— Request —
Copy out the data below, putting "occurrence" in place of each "instance" and leaving everything else unchanged.

++++

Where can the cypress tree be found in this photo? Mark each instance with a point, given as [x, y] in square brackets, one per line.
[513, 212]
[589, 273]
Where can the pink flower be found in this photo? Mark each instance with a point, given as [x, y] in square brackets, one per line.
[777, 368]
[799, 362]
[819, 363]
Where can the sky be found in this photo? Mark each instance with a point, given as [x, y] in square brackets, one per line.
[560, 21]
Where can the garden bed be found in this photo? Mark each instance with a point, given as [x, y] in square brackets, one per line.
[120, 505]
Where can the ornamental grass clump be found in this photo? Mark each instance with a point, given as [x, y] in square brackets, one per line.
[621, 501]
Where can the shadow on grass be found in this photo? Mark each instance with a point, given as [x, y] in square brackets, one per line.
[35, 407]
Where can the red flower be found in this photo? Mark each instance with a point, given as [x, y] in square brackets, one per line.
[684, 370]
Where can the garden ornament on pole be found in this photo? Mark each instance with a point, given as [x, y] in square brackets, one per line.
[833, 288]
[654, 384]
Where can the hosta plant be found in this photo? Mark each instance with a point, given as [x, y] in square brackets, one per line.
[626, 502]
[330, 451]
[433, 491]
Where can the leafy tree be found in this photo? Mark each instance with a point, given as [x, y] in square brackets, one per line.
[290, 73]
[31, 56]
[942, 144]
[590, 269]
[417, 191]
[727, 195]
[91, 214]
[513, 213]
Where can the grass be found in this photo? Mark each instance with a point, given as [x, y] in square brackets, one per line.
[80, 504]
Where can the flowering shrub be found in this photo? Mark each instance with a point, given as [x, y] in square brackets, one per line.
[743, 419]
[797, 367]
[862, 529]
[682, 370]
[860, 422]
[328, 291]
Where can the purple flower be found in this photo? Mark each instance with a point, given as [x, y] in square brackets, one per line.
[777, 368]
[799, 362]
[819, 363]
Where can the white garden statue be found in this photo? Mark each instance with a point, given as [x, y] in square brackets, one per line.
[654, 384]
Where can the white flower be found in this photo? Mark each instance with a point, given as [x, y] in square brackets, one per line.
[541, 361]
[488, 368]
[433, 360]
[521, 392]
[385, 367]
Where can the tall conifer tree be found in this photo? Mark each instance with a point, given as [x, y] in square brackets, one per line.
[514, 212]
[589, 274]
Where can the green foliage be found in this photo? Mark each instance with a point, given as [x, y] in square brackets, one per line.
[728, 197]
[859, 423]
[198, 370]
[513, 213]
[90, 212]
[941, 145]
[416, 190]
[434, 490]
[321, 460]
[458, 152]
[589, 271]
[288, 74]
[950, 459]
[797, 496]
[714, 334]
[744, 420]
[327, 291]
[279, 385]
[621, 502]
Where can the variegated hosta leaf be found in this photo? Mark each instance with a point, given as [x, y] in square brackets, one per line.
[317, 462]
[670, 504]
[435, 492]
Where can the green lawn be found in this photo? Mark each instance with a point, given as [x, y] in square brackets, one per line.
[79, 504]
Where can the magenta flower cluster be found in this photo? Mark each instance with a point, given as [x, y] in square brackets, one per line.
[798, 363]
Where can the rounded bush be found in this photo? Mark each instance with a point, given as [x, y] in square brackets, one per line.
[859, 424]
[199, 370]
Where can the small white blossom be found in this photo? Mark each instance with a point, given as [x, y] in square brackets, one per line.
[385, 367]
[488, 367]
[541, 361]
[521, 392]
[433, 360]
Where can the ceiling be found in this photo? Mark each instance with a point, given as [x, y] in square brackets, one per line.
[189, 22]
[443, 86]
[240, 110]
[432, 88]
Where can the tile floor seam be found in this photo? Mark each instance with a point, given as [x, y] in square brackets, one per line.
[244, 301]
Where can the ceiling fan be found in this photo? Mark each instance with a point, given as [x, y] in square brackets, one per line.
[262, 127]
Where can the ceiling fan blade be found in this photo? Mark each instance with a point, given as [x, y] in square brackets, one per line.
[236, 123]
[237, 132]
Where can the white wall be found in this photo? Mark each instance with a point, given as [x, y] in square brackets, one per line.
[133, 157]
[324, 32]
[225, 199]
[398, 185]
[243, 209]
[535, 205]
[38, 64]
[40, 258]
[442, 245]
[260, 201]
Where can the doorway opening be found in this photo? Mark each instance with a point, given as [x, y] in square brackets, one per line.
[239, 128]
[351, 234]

++++

— Answer to this exercise —
Where can the cypress tree be found in this photo? Mark each occurrence with a point, given as [x, y] in square brackets, one per line.
[513, 212]
[589, 273]
Where can the pink flower be found in this photo? Mark each occurrence with a point, given as [x, y] in square brackets, one per line.
[777, 368]
[799, 362]
[819, 363]
Where can the sky be found in this photo? Mark each occurrence with a point, given as [x, y] in square brackets, one per line.
[560, 21]
Where can the garden bed be found in this photo? Mark each occurrence with a point, given as [x, y] in square brackets, one per line.
[120, 505]
Where can the ornamental grass clump be found in this photo? Mark each occurrence with a point, given as [x, y] in square brackets, one per line.
[621, 501]
Where can the shadow on grass be found in this photo? Mark each occurrence with a point, given as [x, y] in square brackets, one per line.
[35, 407]
Where can the red flower be found in this photo? Mark each occurrence with a point, given as [x, y] in square brackets, one per line.
[684, 370]
Where can the garden ornament on pole be found in this photo? Mark each occurrence with a point, given as [x, y] in square brackets, one per line.
[833, 288]
[654, 384]
Where can the hosta plant be found in this photo? Mark each occurrence with a point, given as [x, y] in square brackets, one per line.
[626, 502]
[330, 451]
[433, 491]
Where can the leafy tree be found in this photo? Mark each occurrence with a point, given as [x, y] in square brackets, one per line.
[290, 73]
[31, 56]
[942, 144]
[590, 269]
[417, 191]
[727, 195]
[91, 214]
[513, 213]
Where can the grass be found in this photo? Mark each occurrence with a point, given as [x, y] in square brackets, one per line.
[80, 504]
Where can the flowering shrub be found in this photo? Mark each occurrence with a point, given as [x, y] in square brackets, one per line.
[743, 419]
[797, 367]
[862, 529]
[682, 370]
[860, 422]
[328, 291]
Where can the purple flower be found in this photo? Mark each occurrence with a point, given as [x, y] in square brackets, one per line.
[777, 368]
[799, 362]
[819, 363]
Where can the white garden statue be found in this photo? Mark each occurrence with a point, given as [x, y] in square brackets, one per line.
[654, 384]
Where can the white flower be found in this photo? Mark each occurrence with a point, given as [x, y] in square brackets, one per line.
[541, 361]
[488, 368]
[433, 360]
[521, 392]
[385, 367]
Where can the tall conifer tree be found in this photo? Mark each occurrence with a point, given as [x, y] in square brackets, one per line.
[514, 212]
[589, 274]
Where can the green foliage be found in this photo? Mark each occurrence with a point, given as [x, y] in square brackets, one per line.
[728, 197]
[859, 423]
[198, 370]
[513, 213]
[90, 212]
[941, 145]
[416, 190]
[434, 490]
[321, 460]
[458, 152]
[589, 271]
[288, 74]
[950, 459]
[797, 496]
[714, 334]
[744, 420]
[327, 291]
[279, 385]
[621, 502]
Where can the variegated hosta leaf be found in this photo? Mark each occurrence with a point, given as [x, y] in square brackets, one per line.
[317, 462]
[670, 504]
[435, 492]
Where can the green lawn be found in this photo? Mark each occurrence with a point, given as [x, y] in square brackets, one per line.
[79, 504]
Where can the magenta flower cluster be found in this photo? Mark each occurrence with a point, given as [x, y] in square brackets, one per line.
[798, 363]
Where can the rounded bush be found in this photo? Mark each occurrence with a point, given as [x, y] in square brackets, one per line.
[859, 424]
[199, 370]
Where can the small white blossom be found in this photo? Mark each occurrence with a point, given as [x, y] in square brackets, one per line.
[385, 367]
[488, 367]
[541, 361]
[521, 392]
[433, 360]
Where can the ceiling be found in this photo? Mark each occurrence with a point, given as [x, y] in square brackets, one per line.
[189, 22]
[443, 86]
[240, 110]
[432, 88]
Where can the tile floor seam be found in this photo? Mark each occurrence with a point, given as [x, y] in square brackets, one per line.
[244, 301]
Where can the ceiling fan be found in this photo? Mark each occurrence with a point, given as [x, y] in square brackets, one per line.
[262, 127]
Where can the ceiling fan blade be found in this photo? Mark each occurrence with a point, given as [x, y] in square brackets, one per line.
[236, 123]
[237, 132]
Where can the white wall be found in this photo? Mark each occurrence with a point, given as [x, y] in square brackets, one per line.
[133, 157]
[324, 32]
[225, 199]
[398, 185]
[243, 209]
[535, 205]
[38, 64]
[40, 258]
[442, 245]
[260, 201]
Where can the doorway opening be found in this photo? Mark each occurrence with a point, given as [x, y] in square brackets, one per line.
[239, 128]
[351, 234]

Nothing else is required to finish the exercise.